Instruction for the data below: set down exactly the lines from the line with "Query: white apartment building" to the line with "Query: black sneaker", inclusive, and no others.

Start of Block

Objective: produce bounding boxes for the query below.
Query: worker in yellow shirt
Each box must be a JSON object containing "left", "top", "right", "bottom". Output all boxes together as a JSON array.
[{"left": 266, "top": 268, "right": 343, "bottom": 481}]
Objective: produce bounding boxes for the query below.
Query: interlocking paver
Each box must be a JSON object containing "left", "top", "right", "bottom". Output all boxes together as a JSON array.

End of Block
Start of Block

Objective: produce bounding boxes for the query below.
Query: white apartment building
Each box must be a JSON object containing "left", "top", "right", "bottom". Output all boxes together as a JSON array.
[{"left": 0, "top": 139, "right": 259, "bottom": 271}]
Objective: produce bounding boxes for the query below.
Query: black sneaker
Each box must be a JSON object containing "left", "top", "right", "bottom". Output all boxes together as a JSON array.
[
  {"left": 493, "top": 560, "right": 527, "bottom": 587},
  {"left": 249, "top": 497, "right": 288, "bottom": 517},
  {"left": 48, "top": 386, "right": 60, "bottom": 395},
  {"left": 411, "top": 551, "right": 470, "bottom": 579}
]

End of Block

RESPONSE FOR THIS EXERCISE:
Query: white apartment building
Each box must be a JSON object containing "left", "top", "right", "bottom". Output all boxes together as a JSON array.
[{"left": 0, "top": 139, "right": 259, "bottom": 271}]
Objective: produce bounding boxes for the query below.
Query: black sneaker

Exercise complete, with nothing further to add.